== Extracted data ==

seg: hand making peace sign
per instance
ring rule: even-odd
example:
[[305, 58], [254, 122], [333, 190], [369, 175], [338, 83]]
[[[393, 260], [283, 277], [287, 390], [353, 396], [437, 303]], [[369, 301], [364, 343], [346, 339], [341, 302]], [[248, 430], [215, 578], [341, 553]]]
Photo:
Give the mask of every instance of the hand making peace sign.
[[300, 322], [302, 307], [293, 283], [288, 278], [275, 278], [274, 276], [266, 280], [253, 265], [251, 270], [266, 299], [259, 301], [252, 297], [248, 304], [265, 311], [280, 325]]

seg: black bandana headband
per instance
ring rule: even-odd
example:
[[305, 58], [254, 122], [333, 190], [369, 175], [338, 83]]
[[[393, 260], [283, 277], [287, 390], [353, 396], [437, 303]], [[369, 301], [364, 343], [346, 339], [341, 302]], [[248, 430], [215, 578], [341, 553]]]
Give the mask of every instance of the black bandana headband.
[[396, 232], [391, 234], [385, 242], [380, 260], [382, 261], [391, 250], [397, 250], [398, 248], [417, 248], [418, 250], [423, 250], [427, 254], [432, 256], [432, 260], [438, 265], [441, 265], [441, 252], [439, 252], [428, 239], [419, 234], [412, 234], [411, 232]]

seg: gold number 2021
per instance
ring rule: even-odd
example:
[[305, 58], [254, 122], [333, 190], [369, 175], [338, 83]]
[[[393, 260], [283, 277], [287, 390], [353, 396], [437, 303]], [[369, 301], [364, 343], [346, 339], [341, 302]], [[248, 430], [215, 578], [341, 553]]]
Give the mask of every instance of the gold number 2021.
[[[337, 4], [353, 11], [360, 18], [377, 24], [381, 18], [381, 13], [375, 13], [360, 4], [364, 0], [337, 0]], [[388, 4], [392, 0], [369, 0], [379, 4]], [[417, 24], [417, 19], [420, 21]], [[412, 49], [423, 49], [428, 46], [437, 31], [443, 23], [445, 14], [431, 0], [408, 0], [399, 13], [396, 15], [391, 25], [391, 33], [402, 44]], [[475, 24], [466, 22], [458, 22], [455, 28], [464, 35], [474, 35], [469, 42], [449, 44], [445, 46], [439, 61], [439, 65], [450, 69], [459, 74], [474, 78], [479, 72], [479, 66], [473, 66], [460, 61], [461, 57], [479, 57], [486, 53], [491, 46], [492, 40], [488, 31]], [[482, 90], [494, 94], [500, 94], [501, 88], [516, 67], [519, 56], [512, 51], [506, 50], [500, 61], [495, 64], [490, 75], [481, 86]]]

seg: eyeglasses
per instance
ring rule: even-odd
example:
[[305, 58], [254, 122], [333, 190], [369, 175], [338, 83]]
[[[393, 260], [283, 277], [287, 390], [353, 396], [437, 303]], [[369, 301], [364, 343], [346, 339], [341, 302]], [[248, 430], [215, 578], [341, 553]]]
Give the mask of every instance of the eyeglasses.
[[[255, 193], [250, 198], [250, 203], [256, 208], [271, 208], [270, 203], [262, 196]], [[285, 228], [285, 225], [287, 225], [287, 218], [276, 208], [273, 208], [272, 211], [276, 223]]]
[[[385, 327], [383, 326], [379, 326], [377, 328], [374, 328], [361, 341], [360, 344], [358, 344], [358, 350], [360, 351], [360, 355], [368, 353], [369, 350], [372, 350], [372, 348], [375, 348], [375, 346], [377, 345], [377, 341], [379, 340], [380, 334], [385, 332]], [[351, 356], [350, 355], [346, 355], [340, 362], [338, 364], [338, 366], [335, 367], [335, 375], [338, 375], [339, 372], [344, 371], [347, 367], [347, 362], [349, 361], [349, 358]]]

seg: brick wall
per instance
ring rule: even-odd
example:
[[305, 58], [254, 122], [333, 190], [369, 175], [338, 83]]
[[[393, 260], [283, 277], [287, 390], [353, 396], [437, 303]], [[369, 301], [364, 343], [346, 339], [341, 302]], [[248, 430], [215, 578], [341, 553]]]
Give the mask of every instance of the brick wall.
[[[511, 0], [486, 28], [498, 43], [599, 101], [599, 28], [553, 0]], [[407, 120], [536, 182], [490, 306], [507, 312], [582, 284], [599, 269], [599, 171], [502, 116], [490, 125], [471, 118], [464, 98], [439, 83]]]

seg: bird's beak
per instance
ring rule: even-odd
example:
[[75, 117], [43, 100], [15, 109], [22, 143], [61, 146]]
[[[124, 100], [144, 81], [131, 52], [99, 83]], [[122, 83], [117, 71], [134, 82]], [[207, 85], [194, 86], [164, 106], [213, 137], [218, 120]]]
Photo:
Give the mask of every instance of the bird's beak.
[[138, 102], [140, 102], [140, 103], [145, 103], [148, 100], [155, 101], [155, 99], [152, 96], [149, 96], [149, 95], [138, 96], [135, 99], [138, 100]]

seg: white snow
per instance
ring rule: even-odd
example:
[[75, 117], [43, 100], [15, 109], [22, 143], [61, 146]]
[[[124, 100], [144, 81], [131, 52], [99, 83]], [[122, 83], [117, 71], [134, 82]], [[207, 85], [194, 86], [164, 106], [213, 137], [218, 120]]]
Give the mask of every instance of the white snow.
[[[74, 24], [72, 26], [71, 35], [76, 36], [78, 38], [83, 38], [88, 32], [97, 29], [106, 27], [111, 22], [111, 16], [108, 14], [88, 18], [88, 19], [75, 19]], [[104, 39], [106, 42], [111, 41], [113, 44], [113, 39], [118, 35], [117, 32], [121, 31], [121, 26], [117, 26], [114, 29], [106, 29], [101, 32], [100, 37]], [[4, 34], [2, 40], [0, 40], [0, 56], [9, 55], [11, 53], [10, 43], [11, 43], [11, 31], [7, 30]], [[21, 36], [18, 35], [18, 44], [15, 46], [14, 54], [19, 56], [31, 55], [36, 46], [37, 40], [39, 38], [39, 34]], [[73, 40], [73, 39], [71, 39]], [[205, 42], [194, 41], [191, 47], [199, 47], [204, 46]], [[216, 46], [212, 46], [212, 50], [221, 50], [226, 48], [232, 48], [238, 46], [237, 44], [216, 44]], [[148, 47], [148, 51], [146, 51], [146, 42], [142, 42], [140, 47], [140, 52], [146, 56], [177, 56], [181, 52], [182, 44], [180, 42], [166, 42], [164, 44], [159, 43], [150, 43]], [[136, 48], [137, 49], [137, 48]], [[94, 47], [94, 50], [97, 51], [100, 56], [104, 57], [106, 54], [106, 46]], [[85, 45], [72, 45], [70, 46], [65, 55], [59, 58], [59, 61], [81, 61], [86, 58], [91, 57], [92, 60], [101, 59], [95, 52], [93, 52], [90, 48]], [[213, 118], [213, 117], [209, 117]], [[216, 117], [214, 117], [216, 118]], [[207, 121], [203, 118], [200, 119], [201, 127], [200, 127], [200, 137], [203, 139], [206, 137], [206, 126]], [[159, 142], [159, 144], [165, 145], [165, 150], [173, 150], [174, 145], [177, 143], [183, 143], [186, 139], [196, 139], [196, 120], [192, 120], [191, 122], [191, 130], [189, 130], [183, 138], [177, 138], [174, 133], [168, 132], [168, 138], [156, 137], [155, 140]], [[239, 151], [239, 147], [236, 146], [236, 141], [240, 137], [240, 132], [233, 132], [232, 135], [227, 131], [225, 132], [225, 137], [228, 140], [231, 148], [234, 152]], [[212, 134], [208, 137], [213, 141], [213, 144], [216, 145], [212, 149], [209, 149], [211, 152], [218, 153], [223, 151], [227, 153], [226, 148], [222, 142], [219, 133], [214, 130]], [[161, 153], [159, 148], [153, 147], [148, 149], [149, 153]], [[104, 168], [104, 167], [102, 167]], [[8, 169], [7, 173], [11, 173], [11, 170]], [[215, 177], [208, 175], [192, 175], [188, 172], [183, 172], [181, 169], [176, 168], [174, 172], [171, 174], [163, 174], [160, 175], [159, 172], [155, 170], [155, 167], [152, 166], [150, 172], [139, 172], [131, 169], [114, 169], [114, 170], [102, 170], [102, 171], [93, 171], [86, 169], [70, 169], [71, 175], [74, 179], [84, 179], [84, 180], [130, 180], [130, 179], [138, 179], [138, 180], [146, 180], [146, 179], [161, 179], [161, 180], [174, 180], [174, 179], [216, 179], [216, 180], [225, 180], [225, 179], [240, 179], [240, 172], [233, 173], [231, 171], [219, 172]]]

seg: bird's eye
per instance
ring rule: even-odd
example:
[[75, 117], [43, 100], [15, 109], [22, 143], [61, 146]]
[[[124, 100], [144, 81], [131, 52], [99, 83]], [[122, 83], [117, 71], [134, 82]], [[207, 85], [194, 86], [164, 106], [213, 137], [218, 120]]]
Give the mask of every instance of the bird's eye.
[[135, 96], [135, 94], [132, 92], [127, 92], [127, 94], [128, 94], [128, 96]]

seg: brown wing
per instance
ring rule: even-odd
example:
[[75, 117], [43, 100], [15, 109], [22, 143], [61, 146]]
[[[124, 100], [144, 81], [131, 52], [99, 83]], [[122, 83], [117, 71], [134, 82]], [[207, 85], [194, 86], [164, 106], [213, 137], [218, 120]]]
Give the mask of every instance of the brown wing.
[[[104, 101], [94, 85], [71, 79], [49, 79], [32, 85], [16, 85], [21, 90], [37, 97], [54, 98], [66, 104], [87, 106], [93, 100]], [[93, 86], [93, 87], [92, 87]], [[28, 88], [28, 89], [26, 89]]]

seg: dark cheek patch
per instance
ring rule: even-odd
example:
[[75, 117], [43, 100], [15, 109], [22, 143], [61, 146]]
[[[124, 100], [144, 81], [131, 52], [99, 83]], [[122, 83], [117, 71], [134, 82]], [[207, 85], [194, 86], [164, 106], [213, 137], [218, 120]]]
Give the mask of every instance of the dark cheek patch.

===

**Given task**
Please write out, character for character, everything in the material above from the line containing "seg: gold number 2021" down to the line containing "75], [481, 86]]]", including both of those lines.

**Final result**
seg: gold number 2021
per instance
ring rule: even-odd
example:
[[305, 58], [254, 122], [333, 190], [369, 175], [338, 83]]
[[[393, 260], [283, 277], [287, 390], [353, 396], [437, 303]], [[369, 301], [364, 343], [346, 339], [341, 302]], [[248, 430], [215, 578], [341, 553]]]
Give the mask of every instance of the gold number 2021.
[[[337, 4], [353, 11], [360, 18], [377, 24], [381, 18], [381, 13], [375, 13], [360, 4], [364, 0], [337, 0]], [[388, 4], [392, 0], [369, 0], [379, 4]], [[417, 24], [417, 19], [420, 21]], [[412, 49], [423, 49], [428, 46], [437, 31], [443, 23], [445, 14], [431, 0], [408, 0], [399, 13], [396, 15], [391, 25], [391, 33], [402, 44]], [[475, 24], [466, 22], [458, 22], [455, 28], [464, 35], [474, 35], [469, 42], [449, 44], [445, 46], [439, 61], [439, 65], [450, 69], [459, 74], [474, 78], [479, 72], [479, 66], [473, 66], [460, 61], [461, 57], [479, 57], [486, 53], [491, 46], [492, 40], [488, 31]], [[482, 90], [494, 94], [500, 94], [501, 88], [516, 67], [519, 56], [512, 51], [506, 50], [500, 61], [495, 64], [490, 75], [481, 86]]]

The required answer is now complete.